## Exercise description
Carry on the passage about fertilizing cool season turf, starting right after its final sentence.

— Start of Document text —

Another method that many employ is that of applying fertilizer after the ground has frozen so that it will be available when the snow melts the following spring.  This practice has several potential pitfalls as well.  If the fertilizer is not soluble and stays on the surface, the material could move with surface water run-off.  Mother Nature has a nasty way of showing us that she is in charge, such as a winter of heavy, accumulating snow followed by fast and furious melts that can leave much of our turf under flowing water.  Another major drawback to applying nutrients when the turf is no longer able to take them up is the lag time for them to become available the next spring.  

Classic charts on root and shoot growth show that cool season grasses are putting a great deal of energy into increasing their carbohydrate reserves (roots and lateral shoots) in the shoulder seasons, more so in the fall.  When large amounts of available nitrogen are applied to the turf coming out of winter to produce brilliant color, it does so with several costs.  Top growth kicks into high gear resulting in more mowing in mid-to-late spring when the grass plants are already growing well due to warmer soils. This induced growth surge also taps into the carbohydrate reserves in the roots and lateral shoots that the plant worked so hard to stock up over the past several months.  Do not assume from this last part that nitrogen fertility in the spring is a bad idea; it just has to be planned well and timed according to how the grass is reacting to the weather.

— End of Document text —
— Start of Supplied information —

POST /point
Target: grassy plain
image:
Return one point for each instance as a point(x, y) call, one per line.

— End of Supplied information —
— Start of Supplied information —

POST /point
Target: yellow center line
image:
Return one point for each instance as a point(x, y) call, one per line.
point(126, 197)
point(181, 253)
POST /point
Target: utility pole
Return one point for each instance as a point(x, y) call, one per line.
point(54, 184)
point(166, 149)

— End of Supplied information —

## Task response
Typical fairway fertility programs in the turf industry tend to see turf managers begin to dial back or reduce the nitrogen applications and begin to shift their focus over to a more potassium based program in order to help the plant better prepare itself for the stresses of winter.  In some of the warmer Ontario (Windsor and Niagara) areas we have seen over the years a benefit to the addition of a nitrogen based fall fertilizer program. This type of program is not the same as a dormant nitrogen application, rather these types of applications are used for immediate aesthetic and agronomic benefits, as well as continuing to see the benefits come early to mid spring.

These late season nitrogen based applications can also benefit the turf in the spring by reducing the need for an early spring fertilizer application when turf will tend to grow rapidly and healthy on its own. This period of the year the plants will use the reserves stored from the fall to help begin the spring growth cycle.  

Research has also shown that there is no significant reduction in root growth from late season nitrogen applications (a lower amount of carbohydrates could result but not in a significant amount).